• **To be done**
A – Please answer these questions about the TSA shutdown passage:
(i) According to the Department of Homeland Security, how many TSA officers have quit since the shutdown began?
(ii) In what city and state is Cameron Cochems a local TSA union leader?
(iii) How many days has the current shutdown lasted so far?
B – Reproduce everything in the TSA shutdown passage from "Airport screeners have" down to "paid or not.", swapping "screeners" for "officers".
C – Write the next part of the TSA shutdown passage, beginning after its last sentence.

The public is experiencing the consequences in long wait times at some airports as more TSA officers take time off to earn money on the side or cut back on expenses. At least 376 have quit their jobs altogether since the shutdown began on Valentine’s Day, according to the Department of Homeland Security, exacerbating staff turnover at an agency that historically has had some of the U.S. government’s highest attrition and lowest employee morale.

“It’s just exhausting. Every day it just feels like this weight gets heavier and heavier on us,” Cameron Cochems, a local TSA union leader in Boise, Idaho, told The Associated Press.

Airport screeners have spent nearly half of the past 170 days with their paychecks held up by politics — 43 days last fall during the longest government shutdown in history, four days earlier this year during a brief funding lapse, and now 35 days and counting during the current shutdown, which affects only the Department of Homeland Security. They are considered essential so have to keep showing up for work whether they get paid or not.

• **Listed entries**
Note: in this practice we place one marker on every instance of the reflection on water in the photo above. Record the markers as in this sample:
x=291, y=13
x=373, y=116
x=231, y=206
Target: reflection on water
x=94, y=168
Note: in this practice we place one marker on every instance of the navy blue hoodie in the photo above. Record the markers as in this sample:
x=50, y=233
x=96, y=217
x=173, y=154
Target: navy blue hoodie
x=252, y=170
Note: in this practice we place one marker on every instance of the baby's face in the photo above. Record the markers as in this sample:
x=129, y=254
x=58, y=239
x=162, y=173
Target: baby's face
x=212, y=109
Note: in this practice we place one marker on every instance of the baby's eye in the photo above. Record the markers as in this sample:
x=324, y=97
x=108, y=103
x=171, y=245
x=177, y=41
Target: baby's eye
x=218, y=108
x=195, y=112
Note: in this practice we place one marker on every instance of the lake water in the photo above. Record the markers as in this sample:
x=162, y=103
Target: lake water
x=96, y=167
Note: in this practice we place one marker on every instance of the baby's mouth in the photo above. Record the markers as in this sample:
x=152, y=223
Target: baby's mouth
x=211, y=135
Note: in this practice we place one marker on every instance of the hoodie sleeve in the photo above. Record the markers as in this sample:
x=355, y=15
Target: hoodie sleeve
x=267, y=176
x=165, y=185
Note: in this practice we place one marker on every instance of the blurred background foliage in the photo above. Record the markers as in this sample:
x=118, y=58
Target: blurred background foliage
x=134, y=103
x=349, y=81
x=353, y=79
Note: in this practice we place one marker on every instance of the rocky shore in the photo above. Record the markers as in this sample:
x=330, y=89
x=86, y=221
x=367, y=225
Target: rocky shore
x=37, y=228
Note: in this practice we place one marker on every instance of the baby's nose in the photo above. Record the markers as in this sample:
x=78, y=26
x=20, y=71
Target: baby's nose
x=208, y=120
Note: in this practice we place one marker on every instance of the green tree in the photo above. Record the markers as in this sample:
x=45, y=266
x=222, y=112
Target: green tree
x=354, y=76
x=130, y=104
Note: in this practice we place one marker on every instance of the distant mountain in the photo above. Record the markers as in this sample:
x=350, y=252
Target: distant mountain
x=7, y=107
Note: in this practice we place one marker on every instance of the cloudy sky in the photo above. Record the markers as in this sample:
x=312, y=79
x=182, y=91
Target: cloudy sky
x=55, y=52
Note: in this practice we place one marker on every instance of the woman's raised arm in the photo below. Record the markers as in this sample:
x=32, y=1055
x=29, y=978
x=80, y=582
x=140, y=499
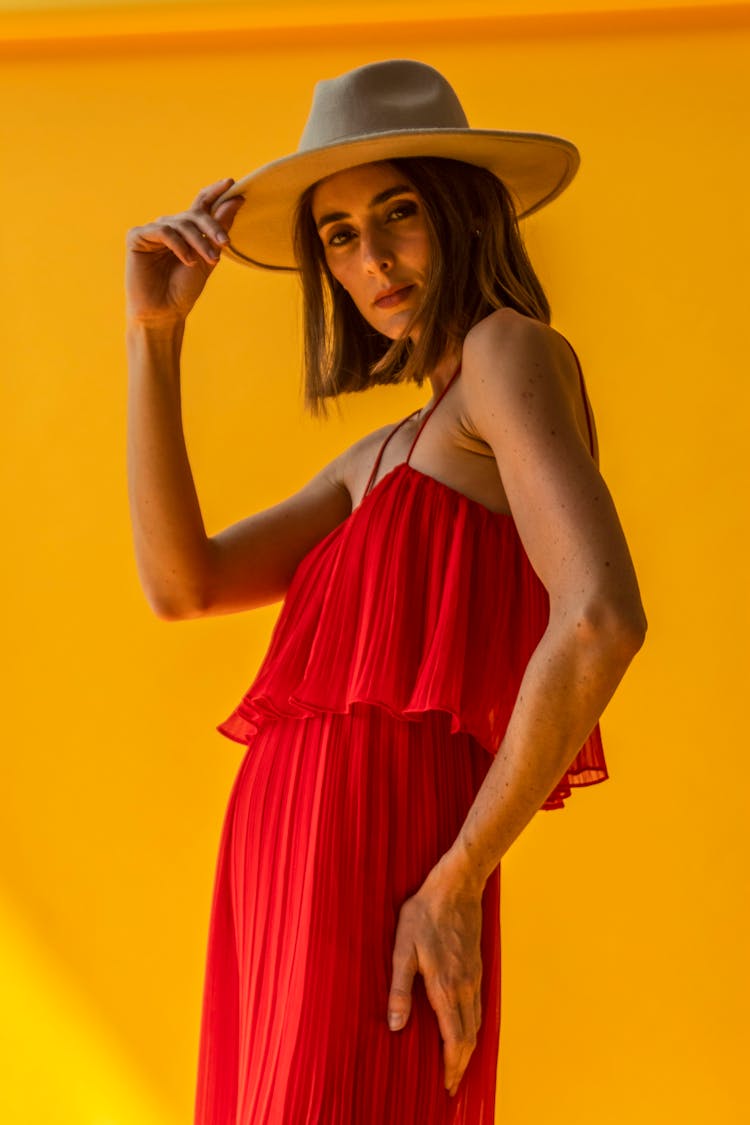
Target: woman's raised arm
x=184, y=573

• **Expected responses**
A –
(i) At least 376
(ii) Boise, Idaho
(iii) 35 days and counting

B –
Airport officers have spent nearly half of the past 170 days with their paychecks held up by politics — 43 days last fall during the longest government shutdown in history, four days earlier this year during a brief funding lapse, and now 35 days and counting during the current shutdown, which affects only the Department of Homeland Security. They are considered essential so have to keep showing up for work whether they get paid or not.

C –
Cochems, who has worked as a TSA agent for more than four years and is vice president of his regional American Federation of Government Employees chapter, said the number of resignations likely doesn’t fully capture the extent of the agency’s personnel challenges. He thinks many more officers would already have walked away in a stronger job market.

“I think more people are staying with the TSA that don’t want to be here,” Cochems said.

The House Committee on Homeland Security has scheduled a hearing for Wednesday to review the partial shutdown’s impact on the TSA, the Federal Emergency Management Agency, the U.S. Coast Guard and other agencies within DHS.

A 2024 report by the U.S. Government Accountability Office found that TSA’s workforce has long struggled with some of the lowest morale in the federal government, driven in part by years of comparatively low pay and persistent workplace frustrations. While recent raises have helped, the report said dissatisfaction remained widespread, with officers citing inconsistent management, limited recognition and poor work-life balance.

The starting pay for TSA agents is about $34,500, and the average salary is $46,000 to $55,000, according to the agency’s careers website.

The GAO warned that unless those underlying issues were addressed, the risk of officers leaving the workforce was likely to persist.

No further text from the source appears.